A block of data
------------------------------------------------

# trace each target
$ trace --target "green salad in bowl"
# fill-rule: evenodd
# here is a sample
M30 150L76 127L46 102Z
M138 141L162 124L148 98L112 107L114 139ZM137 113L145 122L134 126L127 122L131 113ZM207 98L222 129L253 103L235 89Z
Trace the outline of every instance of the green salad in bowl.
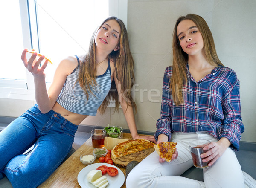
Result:
M122 128L118 126L108 125L103 129L105 136L109 137L122 138Z

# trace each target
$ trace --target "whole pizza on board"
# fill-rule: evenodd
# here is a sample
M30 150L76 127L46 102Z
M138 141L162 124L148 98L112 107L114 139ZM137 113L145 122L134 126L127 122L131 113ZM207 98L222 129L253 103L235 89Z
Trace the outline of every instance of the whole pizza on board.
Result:
M144 139L127 140L117 144L111 154L114 159L154 147L155 144Z

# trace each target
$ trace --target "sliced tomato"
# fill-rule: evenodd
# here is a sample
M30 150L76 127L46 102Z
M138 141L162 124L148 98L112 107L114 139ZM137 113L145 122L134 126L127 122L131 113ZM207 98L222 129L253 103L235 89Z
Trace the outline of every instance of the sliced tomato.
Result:
M102 175L104 175L107 173L108 167L105 165L102 165L102 166L100 166L98 167L97 170L100 170L102 171Z
M114 167L110 166L108 167L107 172L110 176L115 176L118 174L118 170Z
M110 164L111 165L113 165L113 161L112 161L111 159L110 159L108 161L107 161L107 163Z

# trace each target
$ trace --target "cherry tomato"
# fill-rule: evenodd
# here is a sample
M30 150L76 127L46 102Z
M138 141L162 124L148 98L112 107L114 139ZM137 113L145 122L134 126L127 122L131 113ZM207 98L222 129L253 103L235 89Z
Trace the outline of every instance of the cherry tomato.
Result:
M118 170L115 168L110 166L108 167L107 172L110 176L115 176L118 174Z
M107 162L107 163L110 164L111 165L113 165L114 164L113 161L111 159L109 159L108 161Z
M105 157L100 157L99 159L99 160L100 162L105 162Z
M106 156L106 157L105 157L105 162L107 162L110 159L111 159L110 157L109 157L108 156Z
M97 170L100 170L102 171L102 175L104 175L105 174L107 173L107 169L108 167L105 165L100 166L97 168Z

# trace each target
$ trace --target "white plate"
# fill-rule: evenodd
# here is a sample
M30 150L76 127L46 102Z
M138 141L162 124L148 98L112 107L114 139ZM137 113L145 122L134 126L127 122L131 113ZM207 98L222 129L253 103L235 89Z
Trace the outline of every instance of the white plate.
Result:
M109 176L108 173L103 175L108 178L108 185L106 188L119 188L121 187L125 182L125 175L122 171L113 165L105 163L98 163L92 164L84 167L80 171L77 176L78 183L82 188L96 188L94 185L87 181L87 174L92 170L96 170L100 166L105 165L107 167L112 166L118 170L118 174L113 177Z

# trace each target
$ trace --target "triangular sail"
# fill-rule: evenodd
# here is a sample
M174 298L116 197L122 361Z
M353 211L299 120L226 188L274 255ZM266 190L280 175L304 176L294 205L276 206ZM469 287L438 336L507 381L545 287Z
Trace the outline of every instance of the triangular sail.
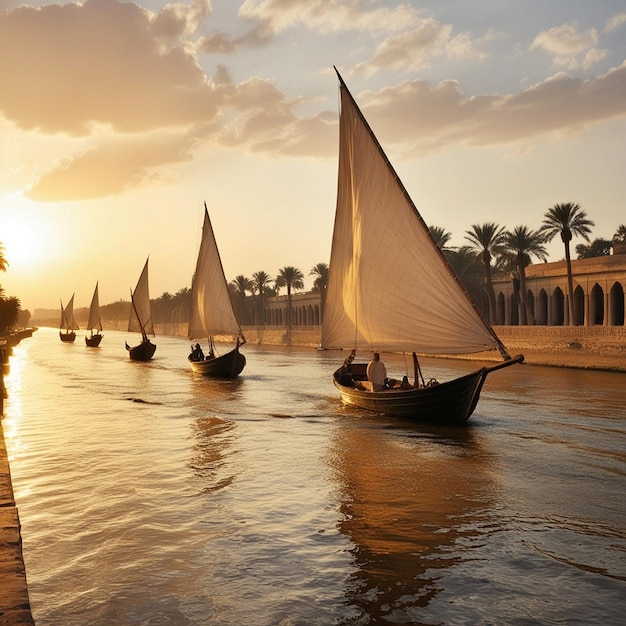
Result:
M499 348L339 78L337 212L322 346L425 354Z
M149 259L146 259L135 291L131 293L130 319L128 321L128 332L140 332L144 338L146 335L154 337L150 292L148 290L148 261Z
M102 330L102 321L100 320L100 300L98 298L98 283L96 283L96 288L93 292L93 297L91 298L87 330Z
M193 276L189 339L203 339L215 335L242 338L241 326L233 310L222 261L215 235L204 207L202 242Z
M74 319L74 294L65 308L61 302L61 330L78 330L78 324Z

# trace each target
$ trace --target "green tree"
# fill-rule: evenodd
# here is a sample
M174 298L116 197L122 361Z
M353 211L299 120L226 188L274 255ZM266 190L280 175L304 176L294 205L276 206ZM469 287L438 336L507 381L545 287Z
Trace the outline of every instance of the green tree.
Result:
M0 241L0 272L6 272L9 268L9 262L4 255L4 244Z
M241 324L248 322L248 310L246 301L246 291L252 292L253 283L249 278L246 278L243 274L235 276L235 279L230 282L232 286L232 293L236 298L237 308L239 309L238 318Z
M265 324L265 316L263 315L263 311L265 310L265 296L266 296L266 288L269 286L271 282L271 277L267 272L260 270L258 272L254 272L252 274L252 283L254 285L255 291L258 292L258 306L255 310L255 320L254 323L258 324L259 320L261 324Z
M0 297L0 336L8 335L15 324L20 312L20 301L15 296Z
M293 290L304 289L304 274L302 274L299 269L288 265L278 270L275 283L277 287L287 287L287 333L289 340L291 340L290 331L293 323L291 292Z
M594 239L590 245L579 243L576 246L576 256L579 259L592 259L598 256L611 254L613 243L608 239Z
M467 239L483 262L485 282L487 285L487 298L489 302L489 322L495 324L496 319L496 294L491 282L491 261L494 256L502 252L504 242L504 227L485 222L484 224L472 224L470 230L465 231Z
M448 263L459 277L461 284L476 304L485 304L483 277L484 270L480 255L471 246L461 246L446 252ZM494 299L495 302L495 299ZM494 308L495 310L495 308Z
M539 229L546 241L551 241L559 234L565 246L565 264L567 269L567 310L570 326L576 325L576 311L574 310L574 279L572 277L572 259L570 255L570 241L574 235L589 241L589 233L594 223L587 218L587 214L578 204L566 202L555 204L548 209L543 224Z
M527 226L516 226L512 231L507 230L503 236L504 254L515 259L519 276L520 318L524 325L535 323L526 293L526 267L530 265L532 256L547 261L548 254L544 242L545 238L538 230L530 230Z
M309 276L315 276L313 291L320 294L321 319L324 319L326 287L328 287L328 263L317 263L311 268Z
M442 249L446 250L448 242L452 238L452 233L446 231L445 228L441 226L429 226L428 230L430 230L430 234L433 236L433 239L437 243L437 245Z

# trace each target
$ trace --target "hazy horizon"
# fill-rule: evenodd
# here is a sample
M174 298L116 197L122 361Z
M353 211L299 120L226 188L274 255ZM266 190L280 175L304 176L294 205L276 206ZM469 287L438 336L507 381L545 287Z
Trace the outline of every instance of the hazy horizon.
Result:
M626 7L0 0L0 284L25 309L329 262L337 66L427 224L624 218ZM580 238L572 242L572 251ZM550 260L563 258L557 237Z

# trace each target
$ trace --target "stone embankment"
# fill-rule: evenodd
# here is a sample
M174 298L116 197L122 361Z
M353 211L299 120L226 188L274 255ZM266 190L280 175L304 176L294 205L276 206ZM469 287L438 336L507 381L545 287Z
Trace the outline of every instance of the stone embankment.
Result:
M161 324L157 336L185 337L186 324ZM273 346L289 345L287 329L277 326L246 326L248 343ZM496 326L495 331L509 354L524 355L528 365L575 367L626 372L626 327L624 326ZM291 330L291 345L316 348L320 344L319 326L297 326ZM494 361L494 352L455 357Z
M3 626L35 623L30 612L20 518L13 496L11 470L4 441L4 374L8 373L10 367L8 355L11 347L19 339L21 337L14 337L10 341L0 339L0 624Z

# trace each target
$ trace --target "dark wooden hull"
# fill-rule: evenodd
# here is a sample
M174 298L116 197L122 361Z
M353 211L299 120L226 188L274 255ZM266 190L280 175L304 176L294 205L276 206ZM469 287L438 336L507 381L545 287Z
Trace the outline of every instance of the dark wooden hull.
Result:
M102 341L102 337L104 337L104 335L101 335L100 333L97 335L91 335L91 337L85 337L85 343L90 348L97 348Z
M241 374L246 365L246 357L235 348L218 357L208 358L204 361L192 361L191 369L197 374L215 378L236 378Z
M343 367L335 372L333 382L339 389L343 402L361 409L416 421L463 424L467 422L478 404L487 375L496 369L521 363L523 360L524 357L519 355L460 378L421 389L362 391L342 384L345 381Z
M149 339L146 339L132 348L126 344L126 349L131 361L149 361L156 351L156 346Z

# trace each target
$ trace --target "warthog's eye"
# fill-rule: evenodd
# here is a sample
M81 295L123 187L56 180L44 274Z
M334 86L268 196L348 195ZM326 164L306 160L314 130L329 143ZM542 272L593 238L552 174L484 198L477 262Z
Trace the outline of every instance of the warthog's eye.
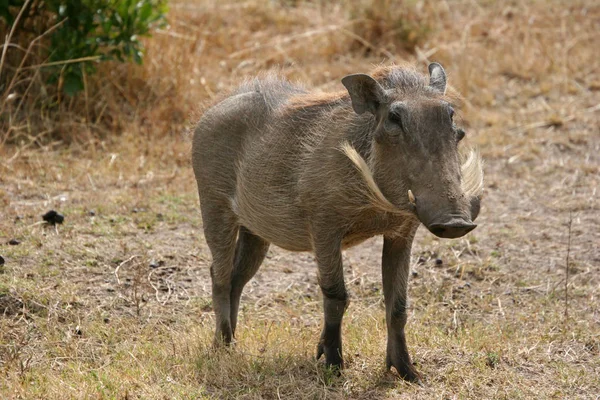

------------------------------------------------

GIVEN EXERCISE:
Find every line in the items above that contains the word "dark" and copy each of those lines in full.

WRITTEN SOLUTION:
$ trace --target "dark wooden hull"
Trace the outline of every instance of the dark wooden hull.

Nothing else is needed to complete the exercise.